> [PROBLEM TO SOLVE] Repeat the records. Match each character exactly.

> [PROVIDED ENTRIES]
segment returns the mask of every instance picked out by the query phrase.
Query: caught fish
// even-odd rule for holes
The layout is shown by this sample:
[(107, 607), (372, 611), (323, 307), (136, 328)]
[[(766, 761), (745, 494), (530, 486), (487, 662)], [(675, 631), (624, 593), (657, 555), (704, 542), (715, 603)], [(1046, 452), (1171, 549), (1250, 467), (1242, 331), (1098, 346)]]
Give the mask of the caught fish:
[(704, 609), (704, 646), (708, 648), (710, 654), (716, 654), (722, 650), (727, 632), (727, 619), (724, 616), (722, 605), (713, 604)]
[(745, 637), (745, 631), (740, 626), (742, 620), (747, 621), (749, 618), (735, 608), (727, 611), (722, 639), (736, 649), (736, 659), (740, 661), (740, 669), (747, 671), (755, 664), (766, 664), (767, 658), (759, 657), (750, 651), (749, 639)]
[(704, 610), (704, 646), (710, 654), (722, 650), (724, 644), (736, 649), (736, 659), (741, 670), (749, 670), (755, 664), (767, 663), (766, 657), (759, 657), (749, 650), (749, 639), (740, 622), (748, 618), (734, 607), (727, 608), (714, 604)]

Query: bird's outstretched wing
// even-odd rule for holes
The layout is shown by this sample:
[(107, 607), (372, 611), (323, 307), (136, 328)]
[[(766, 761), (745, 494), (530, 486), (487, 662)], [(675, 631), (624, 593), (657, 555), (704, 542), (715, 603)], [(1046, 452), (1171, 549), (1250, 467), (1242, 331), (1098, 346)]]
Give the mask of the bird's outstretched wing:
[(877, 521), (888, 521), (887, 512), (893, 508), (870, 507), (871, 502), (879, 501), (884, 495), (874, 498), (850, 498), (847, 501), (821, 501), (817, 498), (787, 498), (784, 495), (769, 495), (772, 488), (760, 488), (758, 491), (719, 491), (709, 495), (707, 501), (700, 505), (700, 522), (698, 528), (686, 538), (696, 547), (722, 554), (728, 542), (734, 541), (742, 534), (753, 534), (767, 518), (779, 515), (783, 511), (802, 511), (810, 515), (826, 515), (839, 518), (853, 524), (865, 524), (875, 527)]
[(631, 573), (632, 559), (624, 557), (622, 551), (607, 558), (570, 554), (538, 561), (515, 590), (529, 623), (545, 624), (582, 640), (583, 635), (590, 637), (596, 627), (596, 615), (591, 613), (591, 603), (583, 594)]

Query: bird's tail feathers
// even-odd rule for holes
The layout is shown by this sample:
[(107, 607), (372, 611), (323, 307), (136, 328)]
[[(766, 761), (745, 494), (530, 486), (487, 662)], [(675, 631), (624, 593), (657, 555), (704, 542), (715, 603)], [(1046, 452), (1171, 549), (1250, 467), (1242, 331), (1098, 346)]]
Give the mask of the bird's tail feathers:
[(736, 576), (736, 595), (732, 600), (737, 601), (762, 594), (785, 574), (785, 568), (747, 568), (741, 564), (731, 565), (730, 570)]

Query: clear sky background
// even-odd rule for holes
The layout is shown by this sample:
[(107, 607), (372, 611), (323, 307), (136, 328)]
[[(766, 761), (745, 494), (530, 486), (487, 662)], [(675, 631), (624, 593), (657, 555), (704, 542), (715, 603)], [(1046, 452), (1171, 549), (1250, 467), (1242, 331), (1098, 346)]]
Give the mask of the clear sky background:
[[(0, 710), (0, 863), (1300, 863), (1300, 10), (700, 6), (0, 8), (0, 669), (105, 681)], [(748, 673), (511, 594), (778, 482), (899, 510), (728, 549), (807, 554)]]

> [YOUR RESPONSE]
segment returns the mask of every instance picked out by the query phrase.
Query: caught fish
// even-odd rule for holes
The layout is shown by this sample:
[(107, 607), (372, 611), (323, 307), (136, 328)]
[[(766, 761), (745, 494), (530, 486), (487, 662)], [(675, 631), (624, 593), (657, 555), (704, 542), (715, 603)], [(1046, 452), (1171, 549), (1250, 467), (1242, 331), (1098, 346)]]
Give the mask of the caught fish:
[(704, 609), (704, 646), (708, 648), (710, 654), (716, 654), (722, 650), (727, 632), (727, 619), (724, 616), (722, 605), (713, 604)]
[(745, 637), (745, 631), (740, 626), (742, 620), (747, 621), (749, 618), (735, 608), (727, 611), (722, 639), (736, 649), (736, 659), (740, 661), (740, 669), (747, 671), (755, 664), (766, 664), (767, 658), (759, 657), (750, 651), (749, 639)]
[(704, 610), (704, 646), (710, 654), (722, 650), (724, 644), (736, 649), (736, 659), (741, 670), (749, 670), (755, 664), (767, 663), (766, 657), (759, 657), (749, 650), (749, 639), (740, 622), (748, 618), (734, 607), (727, 608), (714, 604)]

Query: bird's outstretched wing
// even-odd rule for holes
The layout is shown by this sample:
[(107, 607), (372, 611), (323, 307), (136, 328)]
[[(766, 761), (745, 494), (530, 486), (487, 662)], [(675, 631), (624, 593), (657, 555), (704, 542), (715, 603)], [(1046, 452), (1171, 549), (1250, 467), (1242, 331), (1098, 346)]]
Give the mask of the bird's outstretched wing:
[(877, 521), (888, 521), (887, 512), (893, 508), (870, 507), (871, 502), (879, 501), (884, 495), (874, 498), (850, 498), (847, 501), (821, 501), (817, 498), (787, 498), (784, 495), (769, 495), (772, 488), (760, 488), (758, 491), (719, 491), (709, 495), (707, 501), (700, 505), (700, 522), (698, 528), (686, 538), (696, 547), (722, 554), (728, 542), (734, 541), (742, 534), (753, 534), (767, 518), (779, 515), (783, 511), (802, 511), (810, 515), (826, 515), (839, 518), (853, 524), (865, 524), (875, 527)]
[(631, 573), (632, 559), (624, 557), (622, 551), (607, 558), (570, 554), (538, 561), (515, 590), (529, 623), (545, 624), (582, 640), (583, 635), (590, 637), (596, 627), (596, 615), (591, 613), (591, 603), (583, 594)]

Query: bird's tail feathers
// even-odd rule for holes
The layout is shown by this sample:
[(107, 607), (372, 611), (323, 307), (136, 328)]
[[(766, 761), (745, 494), (530, 486), (487, 662)], [(675, 631), (624, 593), (657, 555), (704, 542), (715, 603)], [(1046, 452), (1171, 549), (1250, 467), (1242, 331), (1098, 346)]]
Give the mask of the bird's tail feathers:
[(736, 576), (736, 595), (732, 600), (737, 601), (762, 594), (785, 574), (785, 568), (747, 568), (741, 564), (731, 565), (730, 570)]

Query: clear sky background
// even-odd rule for holes
The layout is shown by this sample:
[(107, 607), (372, 611), (323, 307), (136, 328)]
[[(766, 761), (745, 494), (530, 486), (487, 662)], [(675, 631), (624, 593), (657, 555), (704, 542), (715, 603)], [(1046, 452), (1171, 549), (1250, 467), (1242, 331), (1098, 346)]]
Give the mask of the clear sky background:
[[(0, 710), (0, 863), (1300, 863), (1300, 10), (700, 6), (0, 8), (0, 669), (105, 681)], [(748, 673), (511, 594), (778, 482), (899, 510), (728, 549), (807, 554)]]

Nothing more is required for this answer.